§ **Brano fornito**
-=-=-

Quando mi metto a scrivere esce quel che esce e dopo analizzo cos’è uscito, non me ne accorgo subito. Le canzoni sono il risultato di quello che veniva fuori esattamente in quel momento”.

Quindi c’è una separazione netta fra il momento in cui scrivi e il momento in cui “vivi”?

“Quando ho voglia scrivo, però cerco di strumentalizzare al massimo il momento in cui lo faccio. Ho proprio voglia di maltrattare le canzoni che scrivo, sono oggetti che devo malmenare finché non escono. Quando comincio le devo finire, non possono rimanere in sospeso. Se mi piace vive e sarà da qualche parte prima o poi, se non mi piace muore, la dimentico e faccio del nuovo”.

 

Nel disco si parla tanto di amore. Ecco la domanda da un milione di dollari: pensi di averci capito qualcosa dell’amore e delle relazioni?

“Assolutamente no, non ci ho capito niente. Anzi, è diverso: ho smesso di cercare di capire. E questo penso sia un passo fondamentale.

C’è da dire che mi sento molto empatico quindi nelle relazioni a due, con un amico o una ragazza, sento di cavarmela bene e di saper ascoltare. Ovviamente quando entra in gioco l’emotività non c’è nessuna logica che tenga: forse non c’è davvero niente da capire”.

 

È un sentimentalismo amoroso che però va molto forte in questo periodo a livello musicale.

“Penso che nel disco si possano individuare due tipi di momenti distinti: quelli in cui volutamente ho voluto raccontare un cliché amoroso e che mi servivano per parlare con tutti. Altri momenti invece ho la presunzione di pensare che la gioia e il dolore siano descritti in maniera assolutamente personale.

Con le parole a volte cerco di cambiare peso, prospettiva e direzione del messaggio, disallineando dagli altri e dal sentire comune una cosa che sto cantando solo per me”.

C’è spazio anche per le fragilità: l’ansia, le debolezze, i silenzi, i pianti. Viviamo in un periodo però in cui si tende a nascondere i nostri malesseri, a favore della forma migliore di noi (soprattutto sui social, ma anche prima); La musica può aiutarci a liberarci di questa paura di mostrarci per come siamo e come stiamo davvero?

“Investire di questa responsabilità la musica è sempre potenzialmente sbagliato. È lo stesso concetto per cui un rapper non dovrebbe parlare di canne perché se no è diseducativo.

Citando Galimberti, credo che nascondere i nostri malesseri sia uno degli aspetti che non reputo così negativi. Forse dobbiamo imparare a tenerci i cazzi nostri un po’ per noi: non c’è bisogno di essere in grado di esternare tutte le cose che ci fanno star male. Anzi ogni tanto star zitti ci potrebbe far bene e me lo dico anche a me, perché spesso non ci riesco”.

-=-=-

§ **Materiale fornito**
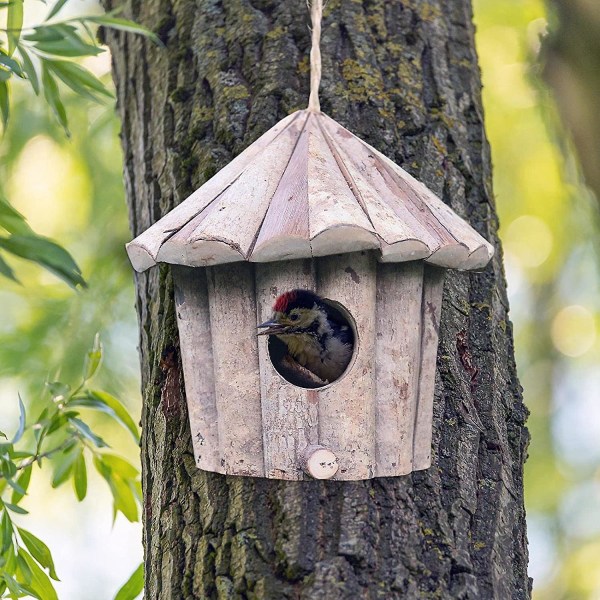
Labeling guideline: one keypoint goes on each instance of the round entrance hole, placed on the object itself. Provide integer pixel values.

-=-=-

§ **Compito assegnato 1**
Nell'intervista del brano fornito, spiega in una o due frasi perché l'intervistato non considera così negativo nascondere i propri malesseri.
§ **Compito assegnato 2**
Elenca tutte le fragilità che, secondo una domanda del brano fornito, trovano spazio nel disco.
§ **Compito assegnato 3**
Prosegui l'intervista sul disco e sull'amore del brano fornito, partendo subito dopo l'ultima risposta riportata.
Il materiale è una parte a sé, distinta dal brano.

§ **Risposta al compito 1**
Secondo lui non c'è bisogno di essere in grado di esternare tutte le cose che ci fanno star male. Anzi, ogni tanto stare zitti potrebbe farci bene.

§ **Risposta al compito 2**
L'ansia, le debolezze, i silenzi, i pianti.

§ **Risposta al compito 3**
 

Ma tutte queste storie attingono alla tua vita?

“Cinquanta e cinquanta. A me piace raccontare delle storie, non è detto che debbano essere solo le mie. Mi dà fastidio relegare la mia voglia di scrivere musica alla mia necessità di esprimermi a parole. Se ho finito le cose che devo raccontare in parole di me, non ho finito quelle che devo raccontare degli altri. La voglia di scrivere canzoni rimane e allora mi piace attingere dalle storie degli altri e raccontarle con le mie parole”.

Ma tu da piccolo avevi calcolato tutto questo? Era il tuo sogno?

“Ricordo che alle scuole medie non suonavo nessuno strumento e dicevo ai miei amici che sognavo di diventare un musico fallito. E alla fine eccomi qui, forse sono riuscito a raggiungere il mio obiettivo”.

 

Incredibile, è la storia che si compie! Come la Goggia che scriveva alle elementari che avrebbe vinto la medaglia d’oro alle Olimpiadi.

“Quindi diciamo che se avessi avuto aspettative più alte da bambino forse sarei arrivato più in alto! Magari ora sarei ancora più su pensa te e invece mi sono accontentato di essere un musico fallito! (ride n.d.r)”.

 

Quindi è da qui che nasce la scelta delle foto da bambino per presentare le tracce?

“In realtà è nato tutto casualmente. Mi sono sparato un viaggio molto strano in cui le canzoni se le guardi sembrano in fila, come una crescita. Cronologicamente nel booklet il bambino cresce, proprio come le canzoni.

Anche se questa cosa del bambino ormai mi ha rotto le balle: è dal 2017 che ho in mano queste foto, mi hanno stomacato, come anche il mio disco. Infatti ho già sentito il bisogno di scriverne un altro che è praticamente finito e se fosse per me uscirebbe dopo domani. Credo di aver trovato il titolo l’altra sera, ma non cederei a dirtelo mai”.